Wer hat also Recht? Wie so häufig, wenn es um Rasse geht, lautet die Antwort: beide und keiner. Verschiedene Populationen zeigen selbstverständlich verschiedene Krankheitsmuster. Nordeuropäer erkranken beispielsweise häufiger an Mukoviszidose als andere Gruppen. Die Tay-Sachs-Krankheit betrifft speziell aschkenasische Juden. Betablocker scheinen bei Afroamerikanern weniger wirksam zu sein als bei Menschen europäischer Abstammung.

Dennoch ist Rasse nicht unbedingt ein hilfreiches Kriterium, wenn es um Krankheiten geht. So glauben viele beispielsweise, dass die Sichelzellanämie eine Krankheit der Schwarzen ist. Es stimmt nur leider nicht. Tatsächlich ist sie eine Krankheit von Populationen, die aus Regionen stammen, in denen es viel Malaria gab oder noch gibt. Das „Sichelzellgen“ findet sich in Äquatorial-Afrika, in Teilen Südeuropas, in der südlichen Türkei, Teilen des Mittleren Ostens und in einem großen Teil Zentralindiens. Die meisten Menschen wissen jedoch nur, dass Afroamerikaner besonders darunter leiden. Und, einer verbreiteten Vorstellung von Rasse folgend, glauben sie, dass, was auf schwarze Amerikaner zutreffe, auf alle Schwarzen und nur auf Schwarze zutreffen müsse. Lediglich in der Vorstellung der Menschen ist die Sichelzellanämie eine Krankheit der Schwarzen.

Genetische Untersuchungen haben gezeigt, dass der Mensch eine verhältnismäßig homogene Spezies ist. Man stelle sich vor, ein Atomkrieg löschte den Großteil der Menschheit aus, übrig bliebe nur eine kleine Gruppe, etwa die Massai in Ostafrika. In dieser kleinen Gruppe wären fast alle genetischen Unterschiede noch vorhanden, die es heute in der Menschheit gibt. Dies verdeutlicht eine wichtige Erkenntnis von Genetikern: Rund 85 Prozent aller Unterschiede im menschlichen Genom treten zwischen Individuen ein und derselben Bevölkerungsgruppe auf. Weitere zehn Prozent sorgen für Unterscheidungen verschiedener Populationen innerhalb einer Rasse. Und nur fünf Prozent der Gesamtvariation sorgt für die Unterschiede zwischen den Rassen. Aus diesem Grunde lehnen es die meisten Wissenschaftler ab, überhaupt von Rasse zu sprechen.

> **Daten**
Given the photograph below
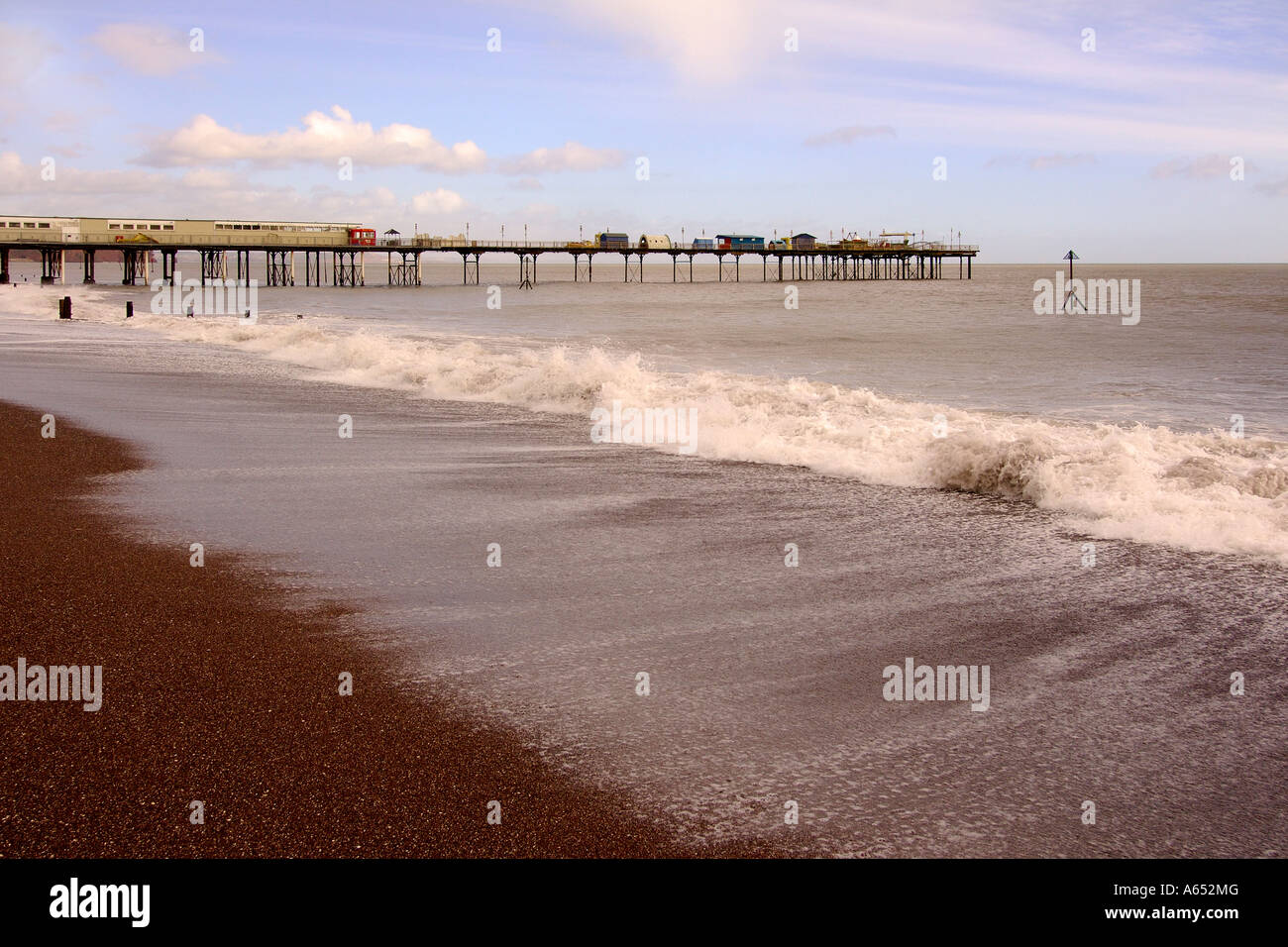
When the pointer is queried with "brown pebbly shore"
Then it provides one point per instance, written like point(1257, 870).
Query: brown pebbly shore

> **Zu bearbeitende Aufgaben**
1. Nennen Sie sämtliche Regionen, in denen laut Textauszug das „Sichelzellgen“ vorkommt.
2. Zitieren Sie aus dem Textauszug alles von „Dennoch ist Rasse“ bis hin zu „Krankheit der Schwarzen.“.
Die Daten sind hierfür ohne Belang.

> **Lösungen**
1. Äquatorial-Afrika; Teile Südeuropas; die südliche Türkei; Teile des Mittleren Ostens; ein großer Teil Zentralindiens

2.
Dennoch ist Rasse nicht unbedingt ein hilfreiches Kriterium, wenn es um Krankheiten geht. So glauben viele beispielsweise, dass die Sichelzellanämie eine Krankheit der Schwarzen ist. Es stimmt nur leider nicht. Tatsächlich ist sie eine Krankheit von Populationen, die aus Regionen stammen, in denen es viel Malaria gab oder noch gibt. Das „Sichelzellgen“ findet sich in Äquatorial-Afrika, in Teilen Südeuropas, in der südlichen Türkei, Teilen des Mittleren Ostens und in einem großen Teil Zentralindiens. Die meisten Menschen wissen jedoch nur, dass Afroamerikaner besonders darunter leiden. Und, einer verbreiteten Vorstellung von Rasse folgend, glauben sie, dass, was auf schwarze Amerikaner zutreffe, auf alle Schwarzen und nur auf Schwarze zutreffen müsse. Lediglich in der Vorstellung der Menschen ist die Sichelzellanämie eine Krankheit der Schwarzen.